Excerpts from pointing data
■ ■ ■
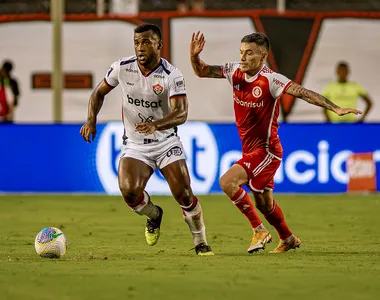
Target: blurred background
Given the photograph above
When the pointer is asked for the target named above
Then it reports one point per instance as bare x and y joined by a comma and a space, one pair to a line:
54, 52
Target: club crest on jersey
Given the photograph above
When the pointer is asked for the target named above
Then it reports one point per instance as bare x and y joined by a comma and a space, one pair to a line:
257, 92
158, 89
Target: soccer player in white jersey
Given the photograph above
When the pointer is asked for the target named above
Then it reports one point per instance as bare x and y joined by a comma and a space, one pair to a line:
256, 93
154, 103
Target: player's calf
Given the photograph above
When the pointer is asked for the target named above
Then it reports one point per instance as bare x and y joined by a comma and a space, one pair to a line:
193, 216
145, 207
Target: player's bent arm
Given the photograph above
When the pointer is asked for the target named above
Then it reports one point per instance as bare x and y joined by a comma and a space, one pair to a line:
96, 100
177, 116
311, 97
201, 69
368, 102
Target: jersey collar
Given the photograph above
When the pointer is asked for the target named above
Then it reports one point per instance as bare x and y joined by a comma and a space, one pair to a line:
151, 71
254, 77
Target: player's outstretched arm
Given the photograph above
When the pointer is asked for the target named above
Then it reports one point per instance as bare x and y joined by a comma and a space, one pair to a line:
177, 116
94, 105
312, 97
201, 69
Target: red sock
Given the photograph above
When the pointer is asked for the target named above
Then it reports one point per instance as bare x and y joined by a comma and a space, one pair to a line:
244, 204
276, 218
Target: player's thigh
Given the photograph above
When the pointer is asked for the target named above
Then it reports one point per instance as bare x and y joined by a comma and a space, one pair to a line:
133, 175
178, 178
261, 167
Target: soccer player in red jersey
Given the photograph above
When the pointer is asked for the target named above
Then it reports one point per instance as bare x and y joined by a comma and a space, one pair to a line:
256, 94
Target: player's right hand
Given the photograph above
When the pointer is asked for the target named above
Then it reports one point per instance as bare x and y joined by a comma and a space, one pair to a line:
197, 43
87, 130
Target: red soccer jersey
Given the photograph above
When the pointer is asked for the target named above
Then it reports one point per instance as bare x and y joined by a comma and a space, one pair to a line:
257, 106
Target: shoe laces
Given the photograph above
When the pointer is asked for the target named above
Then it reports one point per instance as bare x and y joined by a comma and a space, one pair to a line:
151, 225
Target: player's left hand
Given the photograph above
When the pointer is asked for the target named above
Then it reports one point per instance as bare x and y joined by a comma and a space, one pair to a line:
344, 111
146, 128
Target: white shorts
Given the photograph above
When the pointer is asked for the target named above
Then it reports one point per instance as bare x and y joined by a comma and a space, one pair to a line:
155, 155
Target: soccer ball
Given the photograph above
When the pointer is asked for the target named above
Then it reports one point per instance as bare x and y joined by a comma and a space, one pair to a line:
51, 242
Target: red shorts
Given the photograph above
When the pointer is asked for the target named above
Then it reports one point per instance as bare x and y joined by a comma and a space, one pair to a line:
261, 166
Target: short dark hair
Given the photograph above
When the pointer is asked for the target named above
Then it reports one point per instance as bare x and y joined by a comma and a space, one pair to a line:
146, 27
342, 64
258, 38
8, 66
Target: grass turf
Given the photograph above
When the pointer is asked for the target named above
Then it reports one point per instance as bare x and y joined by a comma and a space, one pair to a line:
108, 257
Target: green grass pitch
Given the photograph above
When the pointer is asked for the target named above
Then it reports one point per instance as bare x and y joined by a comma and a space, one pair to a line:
108, 257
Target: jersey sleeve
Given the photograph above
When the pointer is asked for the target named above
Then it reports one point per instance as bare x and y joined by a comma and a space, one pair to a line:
176, 84
361, 90
112, 75
326, 91
229, 70
278, 84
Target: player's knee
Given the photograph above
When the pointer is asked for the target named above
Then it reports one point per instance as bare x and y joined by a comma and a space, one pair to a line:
264, 208
130, 193
227, 184
184, 196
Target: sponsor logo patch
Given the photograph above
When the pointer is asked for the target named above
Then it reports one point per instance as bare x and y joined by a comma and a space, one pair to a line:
257, 92
158, 89
176, 151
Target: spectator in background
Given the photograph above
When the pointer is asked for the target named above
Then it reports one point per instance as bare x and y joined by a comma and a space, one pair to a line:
345, 94
9, 93
197, 5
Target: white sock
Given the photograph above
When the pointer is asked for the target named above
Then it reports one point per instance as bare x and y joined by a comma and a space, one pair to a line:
194, 218
261, 227
289, 239
146, 207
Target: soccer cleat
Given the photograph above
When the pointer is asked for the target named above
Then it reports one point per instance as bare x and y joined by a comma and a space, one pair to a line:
152, 228
285, 247
259, 239
203, 249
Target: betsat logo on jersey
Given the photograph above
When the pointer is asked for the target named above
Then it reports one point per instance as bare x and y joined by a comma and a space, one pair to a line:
144, 103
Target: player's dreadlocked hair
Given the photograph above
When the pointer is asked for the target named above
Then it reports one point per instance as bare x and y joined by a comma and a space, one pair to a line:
257, 38
342, 64
146, 27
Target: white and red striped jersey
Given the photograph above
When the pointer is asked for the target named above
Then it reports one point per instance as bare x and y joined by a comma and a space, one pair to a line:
257, 107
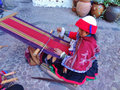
■ ■ ■
• **WHAT YOU SHOULD DO**
Identify each line in the listing above that contains the word "white", and copy those lines. Case counts.

• **CORRECT RESPONSE**
Target: soccer player in white jersey
Target: white shorts
Target: white sock
Target: white and red striped jersey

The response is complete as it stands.